>> START

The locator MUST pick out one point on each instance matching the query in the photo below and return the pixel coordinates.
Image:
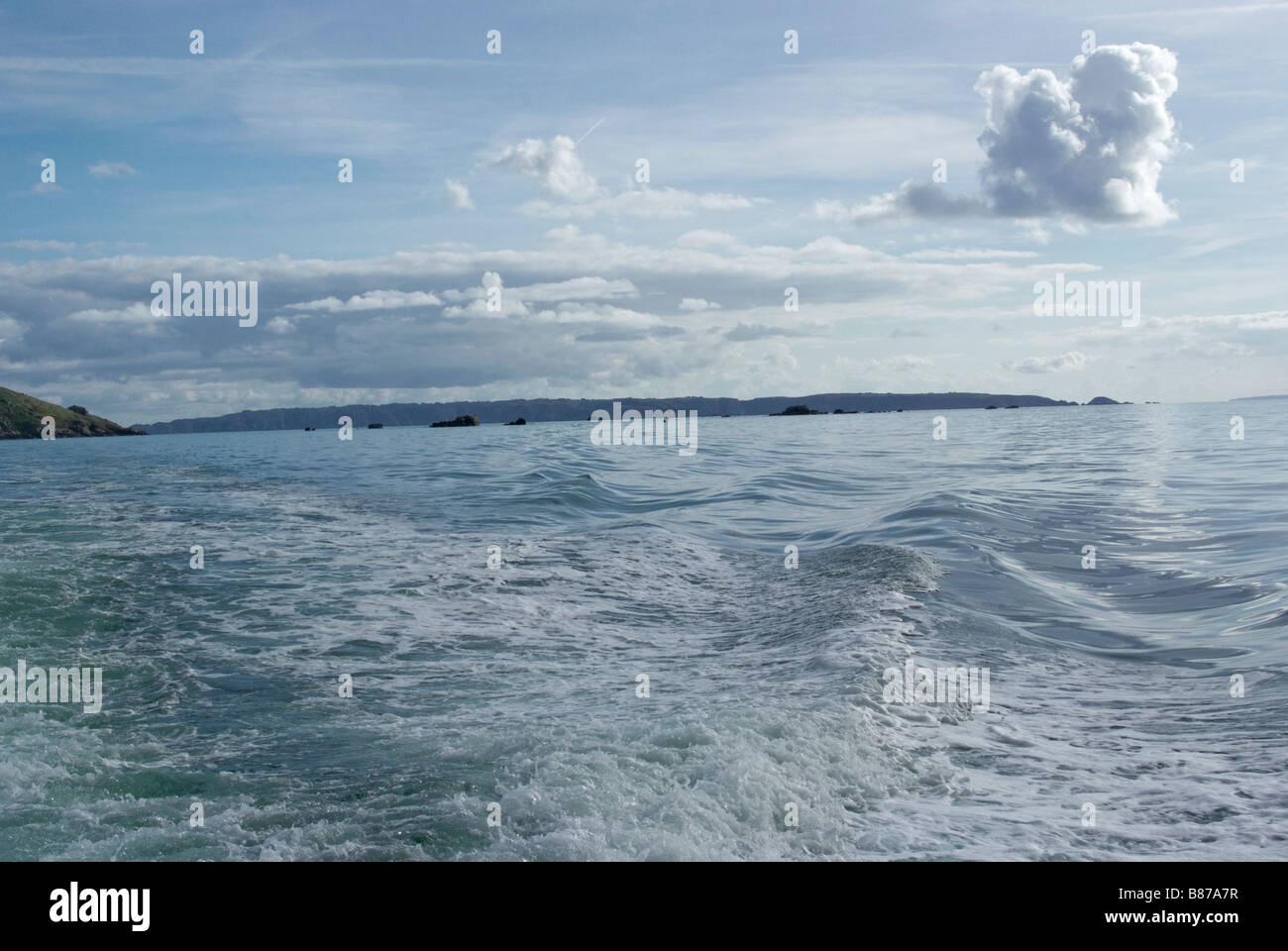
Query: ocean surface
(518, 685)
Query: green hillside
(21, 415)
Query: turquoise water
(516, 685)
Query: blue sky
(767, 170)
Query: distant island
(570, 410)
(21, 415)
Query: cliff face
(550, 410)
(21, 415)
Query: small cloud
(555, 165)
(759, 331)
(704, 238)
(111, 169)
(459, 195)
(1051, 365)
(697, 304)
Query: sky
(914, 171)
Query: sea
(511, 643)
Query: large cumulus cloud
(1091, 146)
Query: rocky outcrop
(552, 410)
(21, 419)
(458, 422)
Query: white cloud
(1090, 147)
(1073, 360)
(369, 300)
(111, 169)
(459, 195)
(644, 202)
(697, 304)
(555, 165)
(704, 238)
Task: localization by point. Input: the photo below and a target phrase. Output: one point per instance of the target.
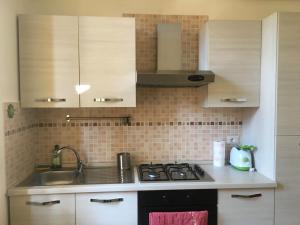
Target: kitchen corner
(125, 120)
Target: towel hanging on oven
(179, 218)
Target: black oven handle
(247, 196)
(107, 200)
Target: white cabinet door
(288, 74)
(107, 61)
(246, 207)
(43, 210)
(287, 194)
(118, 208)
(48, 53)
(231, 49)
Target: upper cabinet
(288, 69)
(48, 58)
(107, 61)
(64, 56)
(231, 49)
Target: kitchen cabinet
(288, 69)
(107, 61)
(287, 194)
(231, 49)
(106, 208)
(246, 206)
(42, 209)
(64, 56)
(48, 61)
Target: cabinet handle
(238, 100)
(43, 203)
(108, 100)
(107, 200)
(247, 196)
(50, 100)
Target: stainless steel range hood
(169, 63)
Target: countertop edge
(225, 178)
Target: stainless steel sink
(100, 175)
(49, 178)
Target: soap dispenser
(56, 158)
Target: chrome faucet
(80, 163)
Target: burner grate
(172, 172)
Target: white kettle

>> END

Quote the material word for word, dropping any images it holds.

### [Result of the task]
The locator MUST pick out one point on each instance matching the query in the photo below and return the pixel coordinates.
Image:
Query: ocean surface
(518, 685)
Query: green hillside
(21, 415)
Query: turquoise water
(516, 685)
Query: blue sky
(767, 170)
Query: distant island
(570, 410)
(21, 415)
Query: cliff face
(550, 410)
(21, 415)
Query: small cloud
(555, 165)
(759, 331)
(704, 238)
(111, 169)
(459, 195)
(1051, 365)
(697, 304)
Query: sky
(914, 171)
Query: sea
(511, 643)
Query: large cumulus cloud
(1091, 146)
Query: rocky outcrop
(552, 410)
(21, 419)
(458, 422)
Query: white cloud
(1090, 147)
(1073, 360)
(369, 300)
(111, 169)
(459, 195)
(644, 202)
(697, 304)
(555, 165)
(704, 238)
Task: localization by point. Input: the photo below and a target phrase. Output: one point per instance of the target.
Target: kitchen corner
(125, 120)
Target: towel hanging on oven
(179, 218)
Target: black oven handle
(247, 196)
(107, 200)
Target: white cabinet door
(288, 74)
(107, 61)
(246, 207)
(43, 210)
(287, 194)
(118, 208)
(48, 53)
(231, 49)
Target: upper cabinet
(288, 69)
(48, 58)
(107, 61)
(64, 56)
(231, 49)
Target: kitchen cabinet
(288, 69)
(107, 61)
(287, 194)
(231, 49)
(106, 208)
(246, 206)
(42, 209)
(64, 56)
(48, 61)
Target: cabinet handle
(238, 100)
(43, 203)
(108, 100)
(107, 200)
(247, 196)
(50, 100)
Target: stainless steel range hood
(169, 63)
Target: countertop edge
(225, 178)
Target: stainless steel sink
(100, 175)
(49, 178)
Target: soap dispenser
(56, 158)
Target: chrome faucet
(80, 163)
Target: burner grate
(172, 172)
Target: white kettle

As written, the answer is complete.